## CHALLENGE
Will you reproduce all of the material below line for line, changing nothing?

## INFORMATION GIVEN
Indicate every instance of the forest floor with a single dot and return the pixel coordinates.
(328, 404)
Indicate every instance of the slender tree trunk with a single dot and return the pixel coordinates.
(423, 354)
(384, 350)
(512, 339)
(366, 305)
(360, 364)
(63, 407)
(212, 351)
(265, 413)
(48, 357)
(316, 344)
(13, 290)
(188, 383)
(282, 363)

## SOLVED PROBLEM
Indicate every instance of the forest floor with a single dot and return the pixel coordinates.
(328, 404)
Indicate every instance of the slender tree trunk with a single dot and return the pixel coordinates.
(423, 354)
(384, 350)
(512, 339)
(366, 305)
(360, 364)
(63, 407)
(212, 351)
(265, 413)
(48, 357)
(316, 344)
(13, 290)
(188, 383)
(282, 363)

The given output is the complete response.